→ **TASK TO CARRY OUT**
Rewrite the items from the line with "of the cockpit" through the end of the items, keeping every line and shifting each answer coordinate by -41. All other numbers should stay unchanged.

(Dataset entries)
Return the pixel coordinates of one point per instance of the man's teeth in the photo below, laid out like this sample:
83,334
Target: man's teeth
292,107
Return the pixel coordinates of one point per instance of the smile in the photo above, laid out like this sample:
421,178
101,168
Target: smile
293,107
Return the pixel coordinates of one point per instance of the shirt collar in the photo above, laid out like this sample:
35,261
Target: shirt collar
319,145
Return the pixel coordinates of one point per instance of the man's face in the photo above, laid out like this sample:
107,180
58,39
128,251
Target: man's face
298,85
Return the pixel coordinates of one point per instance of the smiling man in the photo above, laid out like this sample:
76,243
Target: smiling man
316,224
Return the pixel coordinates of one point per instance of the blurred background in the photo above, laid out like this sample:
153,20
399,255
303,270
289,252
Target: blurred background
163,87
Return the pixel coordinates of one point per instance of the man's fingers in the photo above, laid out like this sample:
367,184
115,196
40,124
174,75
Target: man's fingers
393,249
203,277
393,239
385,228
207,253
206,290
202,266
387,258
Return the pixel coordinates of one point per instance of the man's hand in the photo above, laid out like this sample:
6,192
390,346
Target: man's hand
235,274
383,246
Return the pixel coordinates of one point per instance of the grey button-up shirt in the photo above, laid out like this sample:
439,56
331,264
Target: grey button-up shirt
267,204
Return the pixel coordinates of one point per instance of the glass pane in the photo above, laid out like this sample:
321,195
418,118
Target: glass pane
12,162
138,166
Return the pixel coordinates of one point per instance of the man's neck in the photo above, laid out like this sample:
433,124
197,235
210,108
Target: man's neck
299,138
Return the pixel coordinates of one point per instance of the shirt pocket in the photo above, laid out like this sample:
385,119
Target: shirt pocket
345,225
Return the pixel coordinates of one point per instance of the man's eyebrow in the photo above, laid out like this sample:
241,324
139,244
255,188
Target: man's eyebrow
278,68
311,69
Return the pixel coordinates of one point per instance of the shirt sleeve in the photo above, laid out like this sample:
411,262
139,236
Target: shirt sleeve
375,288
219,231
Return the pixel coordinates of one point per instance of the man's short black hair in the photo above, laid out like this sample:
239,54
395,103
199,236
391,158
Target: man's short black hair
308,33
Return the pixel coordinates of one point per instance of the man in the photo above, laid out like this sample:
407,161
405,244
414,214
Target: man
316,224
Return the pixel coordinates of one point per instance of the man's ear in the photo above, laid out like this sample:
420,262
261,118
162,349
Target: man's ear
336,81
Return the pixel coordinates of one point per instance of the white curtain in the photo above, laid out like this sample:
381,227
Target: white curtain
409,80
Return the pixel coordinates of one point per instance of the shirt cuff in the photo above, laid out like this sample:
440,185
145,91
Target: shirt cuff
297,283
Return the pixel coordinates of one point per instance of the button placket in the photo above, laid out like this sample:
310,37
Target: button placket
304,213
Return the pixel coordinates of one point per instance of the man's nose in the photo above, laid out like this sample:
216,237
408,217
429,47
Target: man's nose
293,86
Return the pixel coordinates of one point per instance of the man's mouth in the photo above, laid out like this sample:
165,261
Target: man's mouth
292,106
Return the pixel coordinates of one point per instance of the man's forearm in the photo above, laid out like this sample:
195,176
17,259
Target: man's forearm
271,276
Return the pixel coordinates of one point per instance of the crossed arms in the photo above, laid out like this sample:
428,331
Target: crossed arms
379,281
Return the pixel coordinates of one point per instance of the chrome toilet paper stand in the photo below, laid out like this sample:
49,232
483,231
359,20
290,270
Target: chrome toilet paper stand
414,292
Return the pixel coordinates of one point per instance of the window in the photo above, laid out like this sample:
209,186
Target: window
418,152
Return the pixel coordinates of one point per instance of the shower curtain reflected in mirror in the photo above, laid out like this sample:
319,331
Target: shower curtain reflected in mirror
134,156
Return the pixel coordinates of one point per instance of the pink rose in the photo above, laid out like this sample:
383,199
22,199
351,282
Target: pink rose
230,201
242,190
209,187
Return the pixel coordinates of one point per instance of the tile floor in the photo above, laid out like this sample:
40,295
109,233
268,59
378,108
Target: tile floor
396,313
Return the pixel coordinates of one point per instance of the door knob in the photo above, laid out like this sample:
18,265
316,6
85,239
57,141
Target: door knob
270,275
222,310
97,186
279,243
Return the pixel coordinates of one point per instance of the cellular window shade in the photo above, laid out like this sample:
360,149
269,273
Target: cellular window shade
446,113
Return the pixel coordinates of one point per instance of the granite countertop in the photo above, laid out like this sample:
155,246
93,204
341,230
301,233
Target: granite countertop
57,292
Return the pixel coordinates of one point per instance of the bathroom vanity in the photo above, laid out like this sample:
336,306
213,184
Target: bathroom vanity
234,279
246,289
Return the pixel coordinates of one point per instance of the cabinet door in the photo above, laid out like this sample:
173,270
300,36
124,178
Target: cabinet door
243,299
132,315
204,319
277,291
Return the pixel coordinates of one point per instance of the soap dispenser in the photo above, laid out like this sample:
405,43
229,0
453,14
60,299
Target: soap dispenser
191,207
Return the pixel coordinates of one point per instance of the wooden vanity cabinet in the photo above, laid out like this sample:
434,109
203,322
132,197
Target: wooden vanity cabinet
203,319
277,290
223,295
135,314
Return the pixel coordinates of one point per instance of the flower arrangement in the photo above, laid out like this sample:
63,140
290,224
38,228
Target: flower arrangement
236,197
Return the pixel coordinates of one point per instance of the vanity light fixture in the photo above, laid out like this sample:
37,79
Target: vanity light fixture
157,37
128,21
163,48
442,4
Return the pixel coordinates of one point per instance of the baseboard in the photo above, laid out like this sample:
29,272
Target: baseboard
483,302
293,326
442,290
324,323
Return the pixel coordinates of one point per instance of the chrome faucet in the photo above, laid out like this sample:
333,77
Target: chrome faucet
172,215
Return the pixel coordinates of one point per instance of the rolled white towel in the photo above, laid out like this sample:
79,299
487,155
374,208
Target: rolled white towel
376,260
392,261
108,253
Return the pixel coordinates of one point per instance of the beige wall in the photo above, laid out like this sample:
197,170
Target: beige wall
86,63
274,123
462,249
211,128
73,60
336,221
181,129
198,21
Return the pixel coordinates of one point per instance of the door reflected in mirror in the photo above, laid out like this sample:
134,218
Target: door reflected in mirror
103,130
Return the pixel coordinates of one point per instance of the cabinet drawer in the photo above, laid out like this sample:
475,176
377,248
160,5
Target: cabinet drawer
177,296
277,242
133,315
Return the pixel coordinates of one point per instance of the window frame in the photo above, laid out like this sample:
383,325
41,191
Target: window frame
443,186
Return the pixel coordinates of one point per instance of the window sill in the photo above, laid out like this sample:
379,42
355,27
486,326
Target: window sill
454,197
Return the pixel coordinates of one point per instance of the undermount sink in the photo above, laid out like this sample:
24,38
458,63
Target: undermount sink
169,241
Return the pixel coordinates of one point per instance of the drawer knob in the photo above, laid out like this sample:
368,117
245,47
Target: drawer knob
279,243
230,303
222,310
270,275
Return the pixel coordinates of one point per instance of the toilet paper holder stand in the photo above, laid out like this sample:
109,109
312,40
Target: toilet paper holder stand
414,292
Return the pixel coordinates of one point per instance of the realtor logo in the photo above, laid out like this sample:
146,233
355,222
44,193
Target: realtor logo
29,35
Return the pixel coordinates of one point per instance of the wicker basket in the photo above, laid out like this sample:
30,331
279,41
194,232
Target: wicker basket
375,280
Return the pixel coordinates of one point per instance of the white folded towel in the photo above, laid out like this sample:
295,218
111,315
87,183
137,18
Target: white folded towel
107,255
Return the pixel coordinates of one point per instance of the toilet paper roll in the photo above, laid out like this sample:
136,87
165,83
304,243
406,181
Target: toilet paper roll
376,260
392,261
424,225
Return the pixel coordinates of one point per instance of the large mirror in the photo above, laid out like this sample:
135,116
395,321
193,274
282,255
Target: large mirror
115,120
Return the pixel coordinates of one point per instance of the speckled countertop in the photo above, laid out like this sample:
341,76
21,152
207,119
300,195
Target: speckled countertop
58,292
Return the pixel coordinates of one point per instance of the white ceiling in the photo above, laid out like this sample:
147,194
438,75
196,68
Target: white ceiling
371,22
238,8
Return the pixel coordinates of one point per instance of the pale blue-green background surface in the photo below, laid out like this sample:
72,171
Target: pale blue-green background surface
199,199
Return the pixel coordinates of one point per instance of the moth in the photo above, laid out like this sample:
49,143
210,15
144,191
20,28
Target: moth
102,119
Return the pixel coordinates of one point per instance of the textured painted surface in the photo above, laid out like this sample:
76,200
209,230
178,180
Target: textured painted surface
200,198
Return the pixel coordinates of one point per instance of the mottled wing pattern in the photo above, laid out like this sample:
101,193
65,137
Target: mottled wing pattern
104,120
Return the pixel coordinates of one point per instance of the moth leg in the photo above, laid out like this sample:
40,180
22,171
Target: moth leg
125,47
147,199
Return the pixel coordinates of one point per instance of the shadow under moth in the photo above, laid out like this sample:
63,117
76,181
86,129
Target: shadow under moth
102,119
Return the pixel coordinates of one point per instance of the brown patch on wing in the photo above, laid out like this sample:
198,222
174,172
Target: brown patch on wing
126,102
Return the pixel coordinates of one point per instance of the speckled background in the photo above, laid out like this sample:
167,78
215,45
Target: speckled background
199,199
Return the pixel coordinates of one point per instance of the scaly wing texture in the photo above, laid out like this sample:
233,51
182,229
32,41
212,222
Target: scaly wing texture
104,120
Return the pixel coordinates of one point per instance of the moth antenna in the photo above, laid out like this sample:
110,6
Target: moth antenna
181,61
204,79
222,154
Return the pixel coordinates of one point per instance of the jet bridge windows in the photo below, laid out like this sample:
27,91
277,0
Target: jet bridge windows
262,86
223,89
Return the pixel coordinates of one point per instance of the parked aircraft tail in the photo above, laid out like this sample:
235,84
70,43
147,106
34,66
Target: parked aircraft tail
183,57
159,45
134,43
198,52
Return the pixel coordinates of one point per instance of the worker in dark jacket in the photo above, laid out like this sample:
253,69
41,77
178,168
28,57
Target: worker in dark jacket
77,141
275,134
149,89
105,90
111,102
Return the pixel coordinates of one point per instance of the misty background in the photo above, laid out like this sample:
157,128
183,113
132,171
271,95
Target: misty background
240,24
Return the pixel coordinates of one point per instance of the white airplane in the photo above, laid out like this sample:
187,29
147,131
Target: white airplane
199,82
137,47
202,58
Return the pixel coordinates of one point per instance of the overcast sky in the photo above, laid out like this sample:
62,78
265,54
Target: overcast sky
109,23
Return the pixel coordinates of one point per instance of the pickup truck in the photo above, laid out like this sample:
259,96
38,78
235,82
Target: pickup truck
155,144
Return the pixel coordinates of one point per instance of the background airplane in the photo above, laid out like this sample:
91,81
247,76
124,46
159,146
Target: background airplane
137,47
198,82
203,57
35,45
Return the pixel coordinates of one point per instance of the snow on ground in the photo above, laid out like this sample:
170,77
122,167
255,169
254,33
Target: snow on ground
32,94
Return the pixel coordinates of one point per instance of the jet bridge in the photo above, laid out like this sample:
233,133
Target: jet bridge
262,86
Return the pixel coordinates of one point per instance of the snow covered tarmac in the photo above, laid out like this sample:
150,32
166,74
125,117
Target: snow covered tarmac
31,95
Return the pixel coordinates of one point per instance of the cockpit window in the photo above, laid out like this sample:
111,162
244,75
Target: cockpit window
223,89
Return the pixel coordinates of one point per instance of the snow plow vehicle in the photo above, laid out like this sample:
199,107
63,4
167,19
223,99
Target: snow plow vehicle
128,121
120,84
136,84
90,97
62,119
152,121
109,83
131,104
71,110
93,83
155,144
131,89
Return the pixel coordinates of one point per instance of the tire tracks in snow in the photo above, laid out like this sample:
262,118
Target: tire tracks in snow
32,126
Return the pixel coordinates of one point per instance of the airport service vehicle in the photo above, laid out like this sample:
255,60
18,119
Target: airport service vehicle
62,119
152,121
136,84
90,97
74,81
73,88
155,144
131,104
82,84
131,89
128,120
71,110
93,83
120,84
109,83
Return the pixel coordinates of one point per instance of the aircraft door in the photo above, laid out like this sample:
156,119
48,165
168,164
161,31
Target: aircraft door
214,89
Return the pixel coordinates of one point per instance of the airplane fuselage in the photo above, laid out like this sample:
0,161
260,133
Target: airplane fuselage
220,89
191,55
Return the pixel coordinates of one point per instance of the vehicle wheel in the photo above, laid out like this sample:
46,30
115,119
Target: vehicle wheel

→ **THE RESULT**
Return the pixel coordinates of one point per instance of the cockpit window in the photo above, laid out like this sample:
111,162
244,75
Target: cockpit window
182,48
Return the pixel coordinates of one point per instance of the snow plow vehicle in the photo above, laid out like this sample:
199,107
63,4
167,19
223,99
Target: snow plow vehicle
87,80
79,43
95,43
49,56
21,78
111,80
68,42
90,63
30,69
52,42
114,103
90,48
Return the pixel coordinates of one point per instance of the tire tracks in snow in the photo above, laid out like this sample:
262,118
Target: tire tracks in snow
-9,85
Return the pixel coordinates of one point per instance of the airport service vehicle in the photo above, laid out like this sample:
255,60
18,119
Target: airport service vehicle
21,78
111,80
95,43
49,56
33,40
32,47
114,103
90,63
41,43
90,48
87,79
30,69
52,42
79,43
68,42
Return the pixel coordinates of one point per instance of the aircraft door in the photo above, laid out like this sample:
156,119
48,165
168,164
161,31
Target: aircraft door
173,48
Return the pixel coordinates of one point per instance of the airplane fuselage in the photo above, laid out like this sample:
0,161
260,133
Target: airplane fuselage
179,48
150,14
Return the pixel coordinates of one point per instance of the vehicle wheel in the photo above, laid out like this sample:
46,30
115,119
Target: vehicle wheel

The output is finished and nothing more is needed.